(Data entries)
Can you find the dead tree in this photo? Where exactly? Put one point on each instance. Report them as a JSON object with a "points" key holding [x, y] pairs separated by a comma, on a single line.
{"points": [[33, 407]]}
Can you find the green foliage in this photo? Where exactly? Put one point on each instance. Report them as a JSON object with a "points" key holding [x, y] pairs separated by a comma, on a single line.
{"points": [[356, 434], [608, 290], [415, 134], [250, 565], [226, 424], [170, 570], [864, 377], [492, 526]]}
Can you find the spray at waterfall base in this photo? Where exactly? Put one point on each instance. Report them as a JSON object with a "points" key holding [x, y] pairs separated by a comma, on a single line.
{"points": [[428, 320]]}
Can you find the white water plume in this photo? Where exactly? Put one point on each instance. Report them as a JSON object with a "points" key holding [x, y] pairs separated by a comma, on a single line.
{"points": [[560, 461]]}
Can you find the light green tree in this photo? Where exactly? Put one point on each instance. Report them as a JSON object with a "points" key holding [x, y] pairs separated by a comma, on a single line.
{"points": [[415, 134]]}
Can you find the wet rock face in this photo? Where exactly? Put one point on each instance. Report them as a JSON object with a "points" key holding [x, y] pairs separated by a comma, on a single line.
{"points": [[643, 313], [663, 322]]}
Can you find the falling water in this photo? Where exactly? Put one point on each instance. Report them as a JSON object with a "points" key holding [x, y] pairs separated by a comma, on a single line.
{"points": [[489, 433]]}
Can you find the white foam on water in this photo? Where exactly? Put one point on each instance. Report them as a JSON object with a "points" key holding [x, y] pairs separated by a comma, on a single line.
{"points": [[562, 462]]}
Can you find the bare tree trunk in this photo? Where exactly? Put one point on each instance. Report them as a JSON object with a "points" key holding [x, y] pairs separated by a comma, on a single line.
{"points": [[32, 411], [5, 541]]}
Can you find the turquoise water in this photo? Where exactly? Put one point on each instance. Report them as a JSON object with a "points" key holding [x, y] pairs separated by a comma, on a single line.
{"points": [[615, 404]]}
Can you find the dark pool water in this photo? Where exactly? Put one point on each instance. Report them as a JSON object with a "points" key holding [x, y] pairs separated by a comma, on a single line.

### Brief
Reproduce verbatim the lines of the listing above, beginning with the line that contains "Can you find the wet" and continuing through the final line of the listing.

### Task solution
Can you find the wet rock face in this photo? Where exactly? Put one point on each instance. Report them as a JSON object with a "points" key holding [x, y] pairs separated by a comma, on a single line.
{"points": [[643, 313], [663, 322]]}
Can you find the falling water in this photo? Where exactly? Put one point on each instance. Report them as a JSON object with a "points" key holding [x, y] pairs separated by a comma, on a single line.
{"points": [[489, 433]]}
Can you find the white foam on water in this photo? Where exactly? Put one point on each instance. Report them as a JSON object with a "points" key holding [x, y] pairs separated by a comma, on a single line.
{"points": [[562, 462]]}
Can you find the bare tree trunk in this photo? Where exactly? Put one point on each instance. Report them as a JSON object with a "points" key holding [x, y] pairs separated by a comma, on a single line.
{"points": [[32, 411], [5, 541]]}
Can you find the turquoise water in this photo? Where exactly? Put one point on each instance. Report them as a JSON object with a "points" key holding [x, y] pairs separated by a comma, on a single line.
{"points": [[615, 404]]}
Can you find the dark pool water in this photo? Where exactly? Put one point on each instance. Report them as a JSON object with a "points" key holding [x, y] pairs separated by a comma, on a single line.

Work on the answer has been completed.